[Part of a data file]
====

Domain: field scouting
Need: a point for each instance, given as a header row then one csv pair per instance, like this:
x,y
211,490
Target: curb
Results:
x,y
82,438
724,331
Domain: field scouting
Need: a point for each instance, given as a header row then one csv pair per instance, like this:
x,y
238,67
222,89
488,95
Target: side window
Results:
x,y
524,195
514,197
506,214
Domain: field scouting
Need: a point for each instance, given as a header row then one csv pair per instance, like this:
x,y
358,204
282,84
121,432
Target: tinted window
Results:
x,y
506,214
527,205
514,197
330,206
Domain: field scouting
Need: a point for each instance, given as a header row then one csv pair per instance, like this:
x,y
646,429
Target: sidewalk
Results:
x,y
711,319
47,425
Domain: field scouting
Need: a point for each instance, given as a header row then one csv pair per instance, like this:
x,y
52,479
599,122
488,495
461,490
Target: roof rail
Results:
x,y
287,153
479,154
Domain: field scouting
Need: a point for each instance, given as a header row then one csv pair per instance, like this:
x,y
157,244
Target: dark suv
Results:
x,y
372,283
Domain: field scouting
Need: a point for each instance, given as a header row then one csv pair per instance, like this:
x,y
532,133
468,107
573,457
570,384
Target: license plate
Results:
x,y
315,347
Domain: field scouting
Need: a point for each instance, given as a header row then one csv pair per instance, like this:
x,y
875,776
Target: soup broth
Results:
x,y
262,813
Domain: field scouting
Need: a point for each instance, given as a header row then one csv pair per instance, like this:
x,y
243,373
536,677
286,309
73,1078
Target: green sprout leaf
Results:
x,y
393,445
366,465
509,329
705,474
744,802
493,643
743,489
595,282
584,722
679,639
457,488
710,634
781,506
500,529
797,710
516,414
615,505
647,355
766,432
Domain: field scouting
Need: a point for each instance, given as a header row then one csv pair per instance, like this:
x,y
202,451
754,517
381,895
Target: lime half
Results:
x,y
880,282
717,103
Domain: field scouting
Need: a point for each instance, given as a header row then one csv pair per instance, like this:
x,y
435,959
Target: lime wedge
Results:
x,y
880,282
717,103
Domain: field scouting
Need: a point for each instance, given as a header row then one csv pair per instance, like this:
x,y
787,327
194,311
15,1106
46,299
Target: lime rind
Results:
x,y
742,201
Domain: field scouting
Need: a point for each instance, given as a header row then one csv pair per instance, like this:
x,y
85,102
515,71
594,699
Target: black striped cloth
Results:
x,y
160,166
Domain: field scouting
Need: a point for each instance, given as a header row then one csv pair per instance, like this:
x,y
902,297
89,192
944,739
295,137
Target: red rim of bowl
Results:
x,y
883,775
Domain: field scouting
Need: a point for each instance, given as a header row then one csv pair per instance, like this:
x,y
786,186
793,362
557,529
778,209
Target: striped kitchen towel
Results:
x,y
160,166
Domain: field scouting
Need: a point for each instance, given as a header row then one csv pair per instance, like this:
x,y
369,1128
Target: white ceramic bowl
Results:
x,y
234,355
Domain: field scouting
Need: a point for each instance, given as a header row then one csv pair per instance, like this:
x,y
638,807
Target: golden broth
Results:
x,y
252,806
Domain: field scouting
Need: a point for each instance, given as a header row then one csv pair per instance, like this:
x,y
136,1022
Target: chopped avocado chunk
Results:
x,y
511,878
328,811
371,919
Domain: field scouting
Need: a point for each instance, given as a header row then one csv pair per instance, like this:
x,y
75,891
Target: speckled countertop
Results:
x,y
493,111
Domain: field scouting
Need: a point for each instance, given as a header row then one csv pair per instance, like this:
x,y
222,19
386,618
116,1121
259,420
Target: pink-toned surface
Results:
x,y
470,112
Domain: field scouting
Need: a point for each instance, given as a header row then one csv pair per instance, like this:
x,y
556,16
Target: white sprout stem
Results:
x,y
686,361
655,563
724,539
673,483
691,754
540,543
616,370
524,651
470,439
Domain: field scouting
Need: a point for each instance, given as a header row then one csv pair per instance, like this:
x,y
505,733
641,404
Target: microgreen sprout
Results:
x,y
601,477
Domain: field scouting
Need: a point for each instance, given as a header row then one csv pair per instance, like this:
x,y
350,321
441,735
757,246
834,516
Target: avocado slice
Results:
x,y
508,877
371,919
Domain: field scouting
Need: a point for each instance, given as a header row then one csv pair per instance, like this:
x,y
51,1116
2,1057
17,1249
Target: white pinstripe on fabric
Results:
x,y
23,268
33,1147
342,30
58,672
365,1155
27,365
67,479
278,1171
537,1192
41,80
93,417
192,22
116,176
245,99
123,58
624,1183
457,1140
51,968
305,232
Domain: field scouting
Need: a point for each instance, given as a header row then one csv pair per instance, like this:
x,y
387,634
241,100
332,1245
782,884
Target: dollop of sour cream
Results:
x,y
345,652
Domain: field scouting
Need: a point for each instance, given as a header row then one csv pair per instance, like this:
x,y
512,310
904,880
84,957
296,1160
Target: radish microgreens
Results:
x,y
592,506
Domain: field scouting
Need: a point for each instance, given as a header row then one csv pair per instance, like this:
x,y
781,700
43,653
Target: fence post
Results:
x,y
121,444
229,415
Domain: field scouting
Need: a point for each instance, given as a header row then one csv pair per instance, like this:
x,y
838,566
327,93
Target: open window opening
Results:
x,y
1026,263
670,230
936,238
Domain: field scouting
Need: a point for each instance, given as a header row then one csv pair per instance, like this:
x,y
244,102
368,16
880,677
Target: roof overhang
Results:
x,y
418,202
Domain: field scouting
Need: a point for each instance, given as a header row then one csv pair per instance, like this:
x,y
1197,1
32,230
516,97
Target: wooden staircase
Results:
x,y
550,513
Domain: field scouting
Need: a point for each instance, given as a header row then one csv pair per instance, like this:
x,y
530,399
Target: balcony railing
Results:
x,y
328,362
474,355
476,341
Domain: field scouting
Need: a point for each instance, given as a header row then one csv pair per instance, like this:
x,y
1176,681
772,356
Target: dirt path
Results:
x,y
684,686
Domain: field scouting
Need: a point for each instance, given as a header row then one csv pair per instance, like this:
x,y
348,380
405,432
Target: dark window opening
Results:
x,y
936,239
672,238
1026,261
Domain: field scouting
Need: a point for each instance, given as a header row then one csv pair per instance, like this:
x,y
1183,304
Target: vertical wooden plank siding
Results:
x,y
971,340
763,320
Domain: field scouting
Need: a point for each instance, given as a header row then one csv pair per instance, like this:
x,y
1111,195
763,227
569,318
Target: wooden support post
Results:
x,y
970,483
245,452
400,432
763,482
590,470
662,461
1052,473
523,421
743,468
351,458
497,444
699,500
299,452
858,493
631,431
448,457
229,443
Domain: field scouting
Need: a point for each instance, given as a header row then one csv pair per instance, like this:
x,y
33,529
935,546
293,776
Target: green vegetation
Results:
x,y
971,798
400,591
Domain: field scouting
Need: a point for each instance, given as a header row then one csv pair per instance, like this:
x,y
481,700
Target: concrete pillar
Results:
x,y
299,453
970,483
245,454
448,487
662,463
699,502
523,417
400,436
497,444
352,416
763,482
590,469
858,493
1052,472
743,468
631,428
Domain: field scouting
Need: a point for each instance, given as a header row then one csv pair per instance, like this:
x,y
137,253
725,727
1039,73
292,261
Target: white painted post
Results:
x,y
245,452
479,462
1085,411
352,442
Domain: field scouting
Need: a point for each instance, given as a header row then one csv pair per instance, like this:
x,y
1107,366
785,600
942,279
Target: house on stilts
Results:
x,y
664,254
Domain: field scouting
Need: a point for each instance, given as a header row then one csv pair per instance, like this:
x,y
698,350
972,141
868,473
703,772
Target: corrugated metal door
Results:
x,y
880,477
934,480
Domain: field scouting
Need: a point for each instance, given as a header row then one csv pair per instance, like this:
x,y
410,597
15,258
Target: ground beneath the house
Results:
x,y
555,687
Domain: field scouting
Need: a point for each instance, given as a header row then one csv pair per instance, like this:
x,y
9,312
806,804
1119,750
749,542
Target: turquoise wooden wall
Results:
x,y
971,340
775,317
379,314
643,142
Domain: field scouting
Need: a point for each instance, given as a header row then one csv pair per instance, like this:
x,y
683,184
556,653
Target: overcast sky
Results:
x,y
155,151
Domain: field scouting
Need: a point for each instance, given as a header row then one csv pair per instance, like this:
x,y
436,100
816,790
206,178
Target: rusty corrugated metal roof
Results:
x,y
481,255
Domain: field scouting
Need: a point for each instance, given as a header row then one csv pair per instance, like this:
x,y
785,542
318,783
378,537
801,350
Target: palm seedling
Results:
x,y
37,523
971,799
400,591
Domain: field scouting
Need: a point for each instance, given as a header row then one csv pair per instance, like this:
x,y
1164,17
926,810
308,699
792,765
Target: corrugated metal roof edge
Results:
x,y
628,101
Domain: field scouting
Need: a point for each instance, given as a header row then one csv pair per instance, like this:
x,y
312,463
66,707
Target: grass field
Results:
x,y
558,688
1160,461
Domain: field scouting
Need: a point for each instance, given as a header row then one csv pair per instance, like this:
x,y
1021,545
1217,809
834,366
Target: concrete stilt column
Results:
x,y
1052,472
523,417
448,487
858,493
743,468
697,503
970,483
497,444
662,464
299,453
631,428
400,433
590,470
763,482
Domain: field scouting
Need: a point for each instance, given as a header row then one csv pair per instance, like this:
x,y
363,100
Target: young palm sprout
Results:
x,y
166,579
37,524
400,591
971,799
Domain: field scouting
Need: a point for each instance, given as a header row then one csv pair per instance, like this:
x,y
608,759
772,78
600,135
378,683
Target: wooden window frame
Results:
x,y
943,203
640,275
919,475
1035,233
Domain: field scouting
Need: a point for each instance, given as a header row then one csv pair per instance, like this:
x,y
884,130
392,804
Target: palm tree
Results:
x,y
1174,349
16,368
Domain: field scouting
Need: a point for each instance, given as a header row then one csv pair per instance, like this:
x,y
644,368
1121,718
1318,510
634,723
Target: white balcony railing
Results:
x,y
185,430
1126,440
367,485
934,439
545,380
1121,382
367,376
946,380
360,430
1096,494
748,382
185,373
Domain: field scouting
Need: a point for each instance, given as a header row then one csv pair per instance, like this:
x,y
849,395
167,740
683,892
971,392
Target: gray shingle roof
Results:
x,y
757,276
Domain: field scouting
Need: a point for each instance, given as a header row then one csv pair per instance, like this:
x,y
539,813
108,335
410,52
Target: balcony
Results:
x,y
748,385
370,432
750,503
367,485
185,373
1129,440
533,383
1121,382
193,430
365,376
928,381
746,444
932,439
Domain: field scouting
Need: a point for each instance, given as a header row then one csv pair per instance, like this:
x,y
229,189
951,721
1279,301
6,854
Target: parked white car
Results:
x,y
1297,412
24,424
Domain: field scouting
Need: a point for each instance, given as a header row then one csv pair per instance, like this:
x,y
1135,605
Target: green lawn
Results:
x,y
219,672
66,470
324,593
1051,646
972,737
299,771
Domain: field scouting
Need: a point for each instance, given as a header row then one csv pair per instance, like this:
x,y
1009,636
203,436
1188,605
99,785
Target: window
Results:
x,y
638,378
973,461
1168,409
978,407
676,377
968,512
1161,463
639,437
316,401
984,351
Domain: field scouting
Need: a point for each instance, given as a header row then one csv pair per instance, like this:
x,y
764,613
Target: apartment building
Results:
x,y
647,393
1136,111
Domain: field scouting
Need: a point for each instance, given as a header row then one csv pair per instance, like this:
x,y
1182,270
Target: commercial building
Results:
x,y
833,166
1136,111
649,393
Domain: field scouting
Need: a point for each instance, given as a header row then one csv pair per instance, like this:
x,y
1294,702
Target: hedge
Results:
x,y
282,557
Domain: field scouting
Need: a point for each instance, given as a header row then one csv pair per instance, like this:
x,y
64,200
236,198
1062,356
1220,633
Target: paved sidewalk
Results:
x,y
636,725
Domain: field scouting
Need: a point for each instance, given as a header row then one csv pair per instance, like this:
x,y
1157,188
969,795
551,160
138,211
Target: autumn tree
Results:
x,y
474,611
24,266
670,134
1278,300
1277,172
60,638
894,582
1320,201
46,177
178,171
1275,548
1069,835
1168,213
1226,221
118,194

====

Direction: Which lines in the rows above contain the string "roof"? Collect all of them and copy each one out in full.

Output of the task:
Target: roof rail
Target: roof overhang
Target: rusty corrugated metal roof
Target: corrugated metal roof edge
Target: gray shingle roof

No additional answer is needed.